[DOCUMENT EXTRACT]:
<<<<
The PTSD of the Intuitive Journey
PTSD from Gaslighting About Intuition and Clairvoyant Sight
When Intuition is Treated as “Not Real”
Whether you remember it or not, most people are born intuitive, experiencing clairvoyant sight, energetic awareness, and a natural sense of inner knowing. For children, this feels completely normal. But when adults, teachers, or peers dismiss these perceptions as “just imagination” or “not acceptable,” the message is clear: “Your reality is invalid.”
This repeated denial is a form of gaslighting—an attempt to make someone doubt their own perception of the world. Over time, such gaslighting about intuition can cause lasting trauma. Many intuitive people carry PTSD (Post-Traumatic Stress Disorder) symptoms into adulthood because their gifts were consistently rejected or ridiculed.
Gaslighting and Clairvoyant Sight
Gaslighting works by undermining trust in one’s own experiences. For intuitive people, this often sounds like:
“That’s not real.”
“You’re imagining things.”
“Stop being weird.”
“Don’t talk like that, it makes people uncomfortable.”
When clairvoyant sight or spiritual gifts are repeatedly dismissed in this way, the intuitive person learns to doubt themselves. They protect themselves from being socially shunned. They may shut down their abilities, minimise them, or apologise for them. This is not harmless—it creates deep disorientation, anxiety, and emotional pain.
The constant conflict between inner truth and external denial often mirrors the core experiences of PTSD, where the nervous system stays on high alert, waiting for the next invalidation or rejection.
>>>>
[EXERCISE TASKS]:
[1] In the text on gaslighting about intuition, what does gaslighting work by?
[2] Reproduce everything in the text on gaslighting about intuition from "This repeated denial" down to "rejected or ridiculed.".
[3] Carry on the text about gaslighting and intuition, starting after its final sentence.

[INFORMATION SUPPLIED]:
<<<<
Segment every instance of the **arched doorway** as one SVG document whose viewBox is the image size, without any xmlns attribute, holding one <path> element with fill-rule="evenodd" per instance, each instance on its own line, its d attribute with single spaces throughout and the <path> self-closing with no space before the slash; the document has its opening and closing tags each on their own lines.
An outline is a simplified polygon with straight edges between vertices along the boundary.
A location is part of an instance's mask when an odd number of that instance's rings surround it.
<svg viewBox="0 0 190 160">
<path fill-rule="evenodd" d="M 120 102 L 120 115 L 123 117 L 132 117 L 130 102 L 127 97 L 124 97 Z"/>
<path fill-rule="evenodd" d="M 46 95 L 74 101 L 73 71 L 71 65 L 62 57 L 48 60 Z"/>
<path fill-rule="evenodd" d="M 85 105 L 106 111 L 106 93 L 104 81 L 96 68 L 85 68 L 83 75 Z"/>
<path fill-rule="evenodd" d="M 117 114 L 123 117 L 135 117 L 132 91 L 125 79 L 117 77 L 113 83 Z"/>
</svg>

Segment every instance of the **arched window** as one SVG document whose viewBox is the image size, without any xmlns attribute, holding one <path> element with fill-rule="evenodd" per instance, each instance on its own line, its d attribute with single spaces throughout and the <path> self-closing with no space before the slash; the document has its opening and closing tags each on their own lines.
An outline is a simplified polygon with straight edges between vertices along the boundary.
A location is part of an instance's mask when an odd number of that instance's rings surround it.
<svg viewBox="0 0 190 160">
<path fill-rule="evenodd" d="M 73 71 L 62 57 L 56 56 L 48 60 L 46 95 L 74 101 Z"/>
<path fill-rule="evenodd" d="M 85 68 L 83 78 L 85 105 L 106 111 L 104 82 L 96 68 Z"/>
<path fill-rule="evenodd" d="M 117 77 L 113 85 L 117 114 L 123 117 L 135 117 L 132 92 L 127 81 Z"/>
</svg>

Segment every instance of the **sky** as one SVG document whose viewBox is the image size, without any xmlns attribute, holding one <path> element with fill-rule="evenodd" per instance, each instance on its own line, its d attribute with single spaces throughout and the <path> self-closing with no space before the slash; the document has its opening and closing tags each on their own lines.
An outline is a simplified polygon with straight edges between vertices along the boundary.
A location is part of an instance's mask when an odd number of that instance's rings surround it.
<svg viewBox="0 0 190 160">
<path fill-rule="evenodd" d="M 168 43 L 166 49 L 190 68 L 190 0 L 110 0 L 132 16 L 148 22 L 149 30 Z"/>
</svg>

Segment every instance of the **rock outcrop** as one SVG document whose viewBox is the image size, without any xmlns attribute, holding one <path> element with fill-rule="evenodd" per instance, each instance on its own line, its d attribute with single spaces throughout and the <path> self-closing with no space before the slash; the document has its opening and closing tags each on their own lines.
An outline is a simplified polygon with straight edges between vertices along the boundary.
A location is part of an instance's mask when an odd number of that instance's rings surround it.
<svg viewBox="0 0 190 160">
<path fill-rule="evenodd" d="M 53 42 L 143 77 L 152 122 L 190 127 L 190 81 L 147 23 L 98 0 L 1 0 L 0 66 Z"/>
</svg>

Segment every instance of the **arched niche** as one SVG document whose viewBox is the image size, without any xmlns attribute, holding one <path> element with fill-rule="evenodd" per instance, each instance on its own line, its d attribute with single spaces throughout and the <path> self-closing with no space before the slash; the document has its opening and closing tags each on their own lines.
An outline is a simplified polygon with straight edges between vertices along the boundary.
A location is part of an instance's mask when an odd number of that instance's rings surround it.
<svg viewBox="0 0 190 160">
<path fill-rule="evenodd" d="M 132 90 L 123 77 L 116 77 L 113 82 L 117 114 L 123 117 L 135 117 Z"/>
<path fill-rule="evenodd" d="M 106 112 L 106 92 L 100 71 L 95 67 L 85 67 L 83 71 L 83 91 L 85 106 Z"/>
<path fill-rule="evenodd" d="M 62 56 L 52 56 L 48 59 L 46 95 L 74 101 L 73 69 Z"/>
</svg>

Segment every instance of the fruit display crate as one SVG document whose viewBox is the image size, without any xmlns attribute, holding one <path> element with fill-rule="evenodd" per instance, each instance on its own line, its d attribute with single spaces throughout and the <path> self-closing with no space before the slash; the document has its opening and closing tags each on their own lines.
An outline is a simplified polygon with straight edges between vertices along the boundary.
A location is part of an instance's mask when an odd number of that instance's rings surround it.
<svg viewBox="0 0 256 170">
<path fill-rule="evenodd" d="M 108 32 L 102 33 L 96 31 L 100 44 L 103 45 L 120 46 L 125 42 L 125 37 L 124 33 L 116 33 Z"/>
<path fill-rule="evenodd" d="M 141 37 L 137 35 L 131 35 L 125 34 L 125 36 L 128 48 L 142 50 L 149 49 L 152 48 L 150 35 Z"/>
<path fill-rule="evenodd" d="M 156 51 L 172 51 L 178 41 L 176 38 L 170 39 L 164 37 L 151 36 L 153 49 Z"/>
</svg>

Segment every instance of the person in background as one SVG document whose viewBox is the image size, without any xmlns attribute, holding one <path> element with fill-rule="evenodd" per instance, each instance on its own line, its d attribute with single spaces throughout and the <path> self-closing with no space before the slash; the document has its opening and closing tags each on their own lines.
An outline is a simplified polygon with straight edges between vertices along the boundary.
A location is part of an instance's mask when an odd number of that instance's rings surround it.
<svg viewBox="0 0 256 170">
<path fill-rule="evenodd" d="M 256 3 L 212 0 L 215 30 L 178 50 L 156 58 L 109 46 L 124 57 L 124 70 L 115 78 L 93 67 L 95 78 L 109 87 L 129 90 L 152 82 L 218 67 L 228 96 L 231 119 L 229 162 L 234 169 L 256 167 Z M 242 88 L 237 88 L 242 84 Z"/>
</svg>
>>>>
[TASK RESULTS]:
[1] Undermining trust in one's own experiences.

[2]
This repeated denial is a form of gaslighting—an attempt to make someone doubt their own perception of the world. Over time, such gaslighting about intuition can cause lasting trauma. Many intuitive people carry PTSD (Post-Traumatic Stress Disorder) symptoms into adulthood because their gifts were consistently rejected or ridiculed.

[3]
PTSD Symptoms from Suppressing Intuition
Living with PTSD from childhood gaslighting can feel like being exiled from one’s own body and gifts. Common signs include:
Hypervigilance – carefully monitoring expressions, words, and energy in others to avoid being corrected.
Self-gaslighting – dismissing intuitive impressions before sharing them.
Dissociation – disconnecting from intuition altogether to survive in environments where it feels unsafe.
Chronic anxiety and fatigue – carrying the weight of unspoken truths.
Being Scared or Nervous – if what you “see” makes everyone else jumpy, you learn it must be something to fear. You live with that constant fear that something bad is about to jump out at you.
PTSD is not always the result of one dramatic event; it can develop from repeated micro-traumas. For intuitives, those “paper cuts” are the constant messages that their sight, knowing, or spiritual awareness is not valid.
Healing PTSD from Gaslighting About Intuition
The first step in healing is naming the truth: what happened was gaslighting, and the impact is real. From there, recovery can move through several stages:
1. Acknowledging Intuition as Real
Recognise patterns of clairvoyant sight, gut feelings, dreams, or sensations. Start rebuilding trust in inner perception without needing external validation. The Intuitions Workshop can give you an environment to help build your faith in your own abilities
2. Grieving the Loss
Allow grief for the years of suppression, the times intuition was silenced, and the missed opportunities for trust. Grief is part of reclaiming authenticity.
3. Creating Boundaries
Set boundaries with those who dismiss intuitive gifts. Only share perceptions with people who can respect them. Boundaries create a safe container for healing.
4. Practising Intuition Daily
Use intuitive journals, grounding practices, meditation, or time in nature to strengthen connection. Repetition helps re-train the nervous system that intuition is safe.
5. Finding Supportive Community
Surrounding oneself with like-minded, intuitive people or spiritual communities provides validation and co-regulation. Being witnessed without dismissal is profoundly healing for PTSD caused by gaslighting. The Tuesday night meditation is great for this.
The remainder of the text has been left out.